Spatial localization data
------------------------------------
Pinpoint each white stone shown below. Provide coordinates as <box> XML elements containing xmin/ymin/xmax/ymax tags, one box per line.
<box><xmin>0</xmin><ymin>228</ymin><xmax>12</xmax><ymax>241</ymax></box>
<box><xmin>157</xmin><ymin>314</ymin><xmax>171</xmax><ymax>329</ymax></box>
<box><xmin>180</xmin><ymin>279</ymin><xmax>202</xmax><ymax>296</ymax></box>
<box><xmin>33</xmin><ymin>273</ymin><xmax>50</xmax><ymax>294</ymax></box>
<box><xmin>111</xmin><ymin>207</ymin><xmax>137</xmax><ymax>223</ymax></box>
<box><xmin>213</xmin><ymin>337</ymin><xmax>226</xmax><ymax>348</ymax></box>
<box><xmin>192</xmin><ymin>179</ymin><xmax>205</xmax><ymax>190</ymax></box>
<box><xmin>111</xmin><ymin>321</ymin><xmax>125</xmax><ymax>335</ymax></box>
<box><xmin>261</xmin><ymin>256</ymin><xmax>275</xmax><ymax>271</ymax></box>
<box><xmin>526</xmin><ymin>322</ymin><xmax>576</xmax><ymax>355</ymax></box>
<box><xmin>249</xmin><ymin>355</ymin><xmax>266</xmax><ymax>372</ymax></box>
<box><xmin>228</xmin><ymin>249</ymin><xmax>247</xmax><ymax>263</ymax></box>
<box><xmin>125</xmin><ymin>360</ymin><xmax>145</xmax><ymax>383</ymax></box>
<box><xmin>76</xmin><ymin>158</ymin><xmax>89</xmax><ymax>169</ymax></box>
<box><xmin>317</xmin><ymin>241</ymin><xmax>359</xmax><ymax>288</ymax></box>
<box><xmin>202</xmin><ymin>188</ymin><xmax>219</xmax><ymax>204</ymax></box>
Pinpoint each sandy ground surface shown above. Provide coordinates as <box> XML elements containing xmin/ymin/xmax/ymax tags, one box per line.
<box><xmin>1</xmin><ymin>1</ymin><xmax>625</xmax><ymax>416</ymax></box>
------------------------------------
### [To do]
The response should consist of all the entries, copied without any alteration.

### [Exercise output]
Pinpoint each white stone shown below. Provide coordinates as <box> XML elements containing xmin/ymin/xmax/ymax tags, one box per line.
<box><xmin>0</xmin><ymin>228</ymin><xmax>12</xmax><ymax>241</ymax></box>
<box><xmin>157</xmin><ymin>314</ymin><xmax>171</xmax><ymax>329</ymax></box>
<box><xmin>180</xmin><ymin>279</ymin><xmax>202</xmax><ymax>296</ymax></box>
<box><xmin>33</xmin><ymin>273</ymin><xmax>50</xmax><ymax>294</ymax></box>
<box><xmin>111</xmin><ymin>207</ymin><xmax>137</xmax><ymax>223</ymax></box>
<box><xmin>213</xmin><ymin>337</ymin><xmax>226</xmax><ymax>348</ymax></box>
<box><xmin>192</xmin><ymin>179</ymin><xmax>205</xmax><ymax>190</ymax></box>
<box><xmin>111</xmin><ymin>321</ymin><xmax>125</xmax><ymax>335</ymax></box>
<box><xmin>261</xmin><ymin>256</ymin><xmax>275</xmax><ymax>271</ymax></box>
<box><xmin>526</xmin><ymin>322</ymin><xmax>576</xmax><ymax>355</ymax></box>
<box><xmin>249</xmin><ymin>355</ymin><xmax>266</xmax><ymax>372</ymax></box>
<box><xmin>228</xmin><ymin>249</ymin><xmax>247</xmax><ymax>263</ymax></box>
<box><xmin>125</xmin><ymin>360</ymin><xmax>145</xmax><ymax>383</ymax></box>
<box><xmin>76</xmin><ymin>158</ymin><xmax>89</xmax><ymax>169</ymax></box>
<box><xmin>317</xmin><ymin>241</ymin><xmax>359</xmax><ymax>288</ymax></box>
<box><xmin>202</xmin><ymin>188</ymin><xmax>219</xmax><ymax>204</ymax></box>
Pinpoint each sandy ground surface shown above. Provide coordinates as <box> XML elements containing xmin/ymin/xmax/ymax tags, one box per line.
<box><xmin>1</xmin><ymin>1</ymin><xmax>625</xmax><ymax>416</ymax></box>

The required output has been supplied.